-- START OF PROVIDED TEXT --

So from a financial planning stand point its part of your retirement
assets.

Right, I understand that. But my point is, since the Enron 401k will soon
be liquidated, in essence, and moved into something else, shouldn't it be
thought of as a short-term investment? Shares of the funds inside my 401k
will have to be sold and turned to cash before the assets can be rolled
over, right? So under the circumstances, shouldn't the goal be to preserve
what assets I have by holding more conservative investments until that
happens? Normally, in a long-term retirement vehicle, the short-term ups
and downs of the stock market wouldn't worry me, but I'd hate to see my
assets dwindle right before I need to roll those assets into something else.

Am I right, or am I missing something?
 
E

Ed Zollars, CPA

Ryan said:
Am I right, or am I missing something?
Well, it depends on exactly how the transition is handled, but the real
risk is that you are forced to sell your investment at a low price, are
in cash for some period, and before you can buy back in the price of
that investment (or the comparable investment in the new plan) goes up.
Of course, if you cash out now you run a similar risk of being "out"
of an upward move in the price of the investment.

For instance, let's say you are in an S&P 500 index fund that is selling
right now at 100 per share. If the price crashes the day before you are
converted to cash down to $50 that, in and of itself, may not be a
problem if you would have been in that investment anyway. However, the
problem is if you have to stay "in cash" for a week and during that week
the price were to fully recover and you bought the same investment, then
you'd end up reinvested owning only half of what you did before (and,
therefore, would be significantly worse off than if the plan hadn't
changed).

But note the same is true if you sell today for $100 and, while waiting
for the new plan to come into place, the price moves up to $200. While
psychologically it may not "feel" as bad <grin>, you still only own half
as many shares as you did before. And should it turn out the $200 run
up was a temporary bubble and the price goes back to $100 you are back
in the same exact position as the first case.

The real problem isn't a *drop* in the near term since that also means
the price to get "back in" has gone down at the same time--the true risk
is if there is a run-up in price after you cash out and before you can
get back into your "regular" investment. And, arguably, if you go
conservative right now you actually are increasing that risk.
 
T

Tad Borek

Ryan said:
I work for a subsidiary of (ehem!) Enron. My company will soon be sold to
another entity or perhaps distributed to creditors in the form of stock. My
question is, when this happens, is it not true that my current Enron 401k
will HAVE to be rolled into something else (either the new parent company's
qualified plan or an IRA)? I don't believe leaving it where it is will be an
option since Enron will no longer exist -- at least not as Enron, anyway.

And so under the circumstances, shouldn't the Enron 401k should be thought
of as a short-term investment rather than the normal long-term retirement
vehicle that it would normally be?

-- END OF PROVIDED TEXT --
-- START OF DATA --

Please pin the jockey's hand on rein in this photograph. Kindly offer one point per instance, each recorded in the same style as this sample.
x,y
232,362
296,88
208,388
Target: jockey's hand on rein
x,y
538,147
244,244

-- END OF DATA --

SHORT EXERCISE A =
Using the Enron 401k discussion, mark each statement yes or no and quote the words that decide it. (i) The S&P 500 index fund in the example is selling at 100 per share. (ii) Ryan works directly for Enron rather than for a subsidiary. (iii) The discussion says that going conservative right now reduces the risk.
SHORT EXERCISE B =
Transcribe the part of the Enron 401k discussion between "So from a financial" and "into something else.", inclusive.
The listing has nothing to do with the tasks here.

EXPECTED ANSWER A =
(i) Yes: "selling right now at 100 per share"
(ii) No: "I work for a subsidiary of (ehem!) Enron."
(iii) No: "if you go conservative right now you actually are increasing that risk."

EXPECTED ANSWER B =
So from a financial planning stand point its part of your retirement
assets.

Right, I understand that. But my point is, since the Enron 401k will soon
be liquidated, in essence, and moved into something else, shouldn't it be
thought of as a short-term investment? Shares of the funds inside my 401k
will have to be sold and turned to cash before the assets can be rolled
over, right? So under the circumstances, shouldn't the goal be to preserve
what assets I have by holding more conservative investments until that
happens? Normally, in a long-term retirement vehicle, the short-term ups
and downs of the stock market wouldn't worry me, but I'd hate to see my
assets dwindle right before I need to roll those assets into something else.